+++ LECTURA

Con más comprensión, quedaremos sorprendidos de encontrar que otras razas y
pueblos son más parecidos a nosotros de lo que esperábamos, con una naturaleza
común de aspiraciones y esperanzas.
En segundo lugar, debemos discernir lo que Dios
espera de nosotros, que nos desarrollemos en esta percepción hacia nuestros
semejantes, “porque todos los que
habéis sido bautizados en Cristo, de Cristo estáis revestidos. Ya no hay judío
ni griego; no hay esclavo ni libre; no hay varón ni mujer; porque todos
vosotros sois uno en Cristo Jesús”
(Gal. 3:27-28).
Cuando el mundo se llenó de corrupción y violencia,
Dios escogió a un hombre de gran fe a través del cual podría bendecir al mundo.

++++++
+++ DATOS PROPORCIONADOS

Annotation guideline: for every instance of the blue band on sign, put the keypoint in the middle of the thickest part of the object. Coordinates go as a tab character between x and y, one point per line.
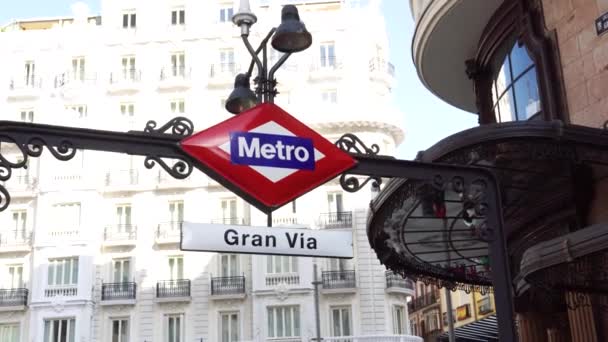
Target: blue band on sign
284	151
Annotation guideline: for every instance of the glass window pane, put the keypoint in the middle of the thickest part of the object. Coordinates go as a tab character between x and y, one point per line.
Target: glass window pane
526	95
520	59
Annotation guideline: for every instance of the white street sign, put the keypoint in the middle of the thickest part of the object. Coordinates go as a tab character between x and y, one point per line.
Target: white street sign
266	240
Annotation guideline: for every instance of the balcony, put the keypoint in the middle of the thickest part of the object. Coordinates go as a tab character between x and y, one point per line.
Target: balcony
168	233
124	82
343	219
120	235
424	301
395	283
13	241
228	287
25	88
282	278
381	71
13	299
222	75
118	293
61	291
173	291
329	68
375	338
338	282
122	178
174	78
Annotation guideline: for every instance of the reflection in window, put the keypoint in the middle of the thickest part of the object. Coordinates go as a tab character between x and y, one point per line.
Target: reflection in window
515	88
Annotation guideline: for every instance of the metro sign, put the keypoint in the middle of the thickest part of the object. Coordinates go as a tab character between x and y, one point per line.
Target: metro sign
267	156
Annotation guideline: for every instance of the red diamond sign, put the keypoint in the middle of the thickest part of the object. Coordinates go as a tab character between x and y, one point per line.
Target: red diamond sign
268	155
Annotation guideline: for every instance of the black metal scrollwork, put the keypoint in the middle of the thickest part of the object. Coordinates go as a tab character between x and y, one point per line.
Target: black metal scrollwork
178	126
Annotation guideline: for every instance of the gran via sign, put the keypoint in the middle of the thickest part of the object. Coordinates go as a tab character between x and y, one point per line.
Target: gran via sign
264	240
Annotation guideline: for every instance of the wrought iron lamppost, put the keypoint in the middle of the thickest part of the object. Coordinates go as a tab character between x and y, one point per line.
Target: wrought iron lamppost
290	37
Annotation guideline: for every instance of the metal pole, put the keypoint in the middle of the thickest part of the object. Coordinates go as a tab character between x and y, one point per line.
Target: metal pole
316	284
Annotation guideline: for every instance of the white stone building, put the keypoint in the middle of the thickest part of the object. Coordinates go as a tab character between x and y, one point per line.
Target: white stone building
89	247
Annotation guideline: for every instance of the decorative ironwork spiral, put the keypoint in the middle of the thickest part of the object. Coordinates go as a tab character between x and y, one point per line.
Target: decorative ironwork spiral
178	126
353	144
181	169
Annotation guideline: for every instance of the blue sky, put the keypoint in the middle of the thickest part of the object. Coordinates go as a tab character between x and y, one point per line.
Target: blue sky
426	118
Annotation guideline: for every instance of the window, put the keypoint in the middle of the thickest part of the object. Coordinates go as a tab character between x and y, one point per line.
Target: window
27	115
178	64
120	330
227	60
9	332
15	277
80	110
176	267
283	321
129	19
334	202
229	326
63	271
178	16
121	271
30	68
78	73
60	330
67	215
128	72
515	89
341	321
281	264
176	214
127	109
399	320
329	96
229	214
174	328
226	13
327	55
229	265
178	106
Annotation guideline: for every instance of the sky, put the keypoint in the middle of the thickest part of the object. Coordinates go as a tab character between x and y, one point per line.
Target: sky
426	118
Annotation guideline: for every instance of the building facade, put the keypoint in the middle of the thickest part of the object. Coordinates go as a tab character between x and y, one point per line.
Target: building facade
534	72
89	247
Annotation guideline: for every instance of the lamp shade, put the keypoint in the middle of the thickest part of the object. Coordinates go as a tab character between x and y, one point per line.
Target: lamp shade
291	35
241	98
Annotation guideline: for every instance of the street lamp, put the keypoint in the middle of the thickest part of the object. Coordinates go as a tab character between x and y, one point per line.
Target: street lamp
291	36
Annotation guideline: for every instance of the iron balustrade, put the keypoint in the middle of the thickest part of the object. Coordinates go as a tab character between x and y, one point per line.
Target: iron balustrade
396	280
173	288
114	291
120	232
13	297
227	285
338	279
341	219
423	301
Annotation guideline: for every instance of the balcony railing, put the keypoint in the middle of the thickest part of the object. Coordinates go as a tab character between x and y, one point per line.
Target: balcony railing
343	219
120	232
61	291
173	288
338	280
118	291
396	280
375	338
13	297
423	301
174	73
285	278
169	230
227	285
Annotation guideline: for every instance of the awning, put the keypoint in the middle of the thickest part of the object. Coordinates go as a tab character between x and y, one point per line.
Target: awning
484	330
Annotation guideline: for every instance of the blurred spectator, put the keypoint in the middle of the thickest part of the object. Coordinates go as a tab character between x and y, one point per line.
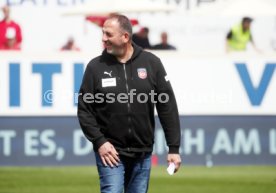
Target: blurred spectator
10	32
239	36
70	45
141	38
164	43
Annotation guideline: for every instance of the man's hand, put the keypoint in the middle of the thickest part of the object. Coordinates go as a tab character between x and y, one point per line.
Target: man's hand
108	154
174	158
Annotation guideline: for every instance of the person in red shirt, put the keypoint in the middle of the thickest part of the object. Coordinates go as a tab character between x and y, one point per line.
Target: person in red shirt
10	32
70	45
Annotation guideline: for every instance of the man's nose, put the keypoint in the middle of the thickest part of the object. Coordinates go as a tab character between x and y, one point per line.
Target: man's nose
104	38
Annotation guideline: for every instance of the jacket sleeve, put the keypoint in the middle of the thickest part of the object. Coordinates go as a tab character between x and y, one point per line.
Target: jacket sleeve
167	110
86	112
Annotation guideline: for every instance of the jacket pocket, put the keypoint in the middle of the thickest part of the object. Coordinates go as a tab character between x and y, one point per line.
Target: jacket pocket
143	130
116	131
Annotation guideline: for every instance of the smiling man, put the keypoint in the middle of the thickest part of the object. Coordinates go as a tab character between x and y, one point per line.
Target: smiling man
119	117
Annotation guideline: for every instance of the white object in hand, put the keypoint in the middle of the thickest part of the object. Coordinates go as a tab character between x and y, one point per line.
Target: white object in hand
171	168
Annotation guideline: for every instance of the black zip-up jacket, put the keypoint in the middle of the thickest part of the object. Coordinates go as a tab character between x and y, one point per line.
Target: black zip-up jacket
129	126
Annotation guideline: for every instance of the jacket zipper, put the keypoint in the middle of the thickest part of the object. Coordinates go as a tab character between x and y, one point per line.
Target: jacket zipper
128	104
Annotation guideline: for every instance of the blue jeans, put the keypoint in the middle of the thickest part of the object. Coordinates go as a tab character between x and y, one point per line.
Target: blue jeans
131	175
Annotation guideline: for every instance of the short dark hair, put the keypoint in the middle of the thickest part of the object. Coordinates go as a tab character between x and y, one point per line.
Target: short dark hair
124	23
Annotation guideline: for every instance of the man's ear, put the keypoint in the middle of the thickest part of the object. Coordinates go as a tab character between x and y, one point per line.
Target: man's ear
126	37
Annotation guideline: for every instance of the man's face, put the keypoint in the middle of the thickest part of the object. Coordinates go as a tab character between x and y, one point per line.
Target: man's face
114	39
6	11
246	25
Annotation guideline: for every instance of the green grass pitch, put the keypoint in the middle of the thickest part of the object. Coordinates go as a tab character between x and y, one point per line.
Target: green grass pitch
190	179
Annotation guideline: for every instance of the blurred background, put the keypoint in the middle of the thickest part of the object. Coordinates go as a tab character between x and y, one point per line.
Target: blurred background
220	56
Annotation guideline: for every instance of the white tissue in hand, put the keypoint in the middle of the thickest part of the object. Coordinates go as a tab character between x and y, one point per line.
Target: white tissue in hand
171	169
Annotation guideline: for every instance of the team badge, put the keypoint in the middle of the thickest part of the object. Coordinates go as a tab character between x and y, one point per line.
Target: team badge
142	73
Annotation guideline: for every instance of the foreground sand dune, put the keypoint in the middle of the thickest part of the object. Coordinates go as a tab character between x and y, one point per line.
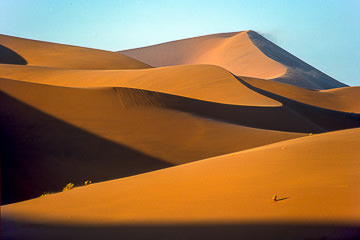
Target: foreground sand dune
315	178
243	53
130	131
192	151
22	51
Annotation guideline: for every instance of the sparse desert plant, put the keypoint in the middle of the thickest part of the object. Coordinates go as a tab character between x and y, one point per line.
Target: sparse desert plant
68	187
275	198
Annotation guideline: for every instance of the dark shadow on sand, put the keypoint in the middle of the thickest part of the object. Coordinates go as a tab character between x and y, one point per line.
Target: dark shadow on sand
8	56
253	231
40	153
299	72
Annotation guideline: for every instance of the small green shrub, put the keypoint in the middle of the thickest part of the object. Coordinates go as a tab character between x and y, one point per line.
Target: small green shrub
68	187
275	198
44	194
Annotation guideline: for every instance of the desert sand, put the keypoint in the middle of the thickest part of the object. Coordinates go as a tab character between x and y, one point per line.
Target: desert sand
183	140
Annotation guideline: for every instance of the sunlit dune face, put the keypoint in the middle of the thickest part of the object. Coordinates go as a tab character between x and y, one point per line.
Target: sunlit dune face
208	137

++++++

* EJERCICIO A *
Según la lectura sobre la unidad en Cristo, ¿qué hizo Dios cuando el mundo se llenó de corrupción y violencia?
* EJERCICIO B *
Escribe la continuación de la lectura sobre la unidad en Cristo a partir de su última oración.

* RESPUESTA A *
Escogió a un hombre de gran fe a través del cual podría bendecir al mundo.

* RESPUESTA B *
Y para llevar adelante su plan de redención, Dios construyó una barrera entre
Israel (su antiguo pueblo) y el mundo gentil. Esta barrera fue la ley de
Moisés. Cuando Cristo culminó su obra, el muro de separación fue derrumbado
(Ef. 2:14-16). Desde ahí en adelante, todos pueden pertenecer al pueblo de Dios
por el evangelio (Ef. 2:17-22). Aunque fue necesario que ocurriera una serie de
milagros para que el apóstol Pedro, y otros con él, se convencieran de que
tanto gentiles como judíos son hechos aceptos por la sangre de Cristo en el
pueblo de Dios. Después del milagroso éxtasis en la azotea, a la vez que un
ángel de Dios dirigió a Cornelio para que oyera las palabras de salvación de
Pedro, el apóstol dijo: “En verdad
comprendo que Dios no hace acepción de personas, sino que en toda nación se
agrada del que le teme y hace justicia” (Hech. 10:34-35). Así también
declaró el apóstol Pablo, “porque no hay acepción de
personas para con Dios”
(Rom. 2:11).
En Dios no influyen las diferencias clasistas o raciales
para manifestar su aprobación. Él no tiene tales preferencias carnales. Dios no
mira la raza, el color, la nacionalidad, la educación formal, la riqueza o la
pobreza para aprobar o desaprobar a alguien. A Dios le importa el carácter: “Dios no hace acepción de personas; sino que en cada nación el que
le teme y obra justicia, es de su agrado”
(Hech. 10:34-35, VM).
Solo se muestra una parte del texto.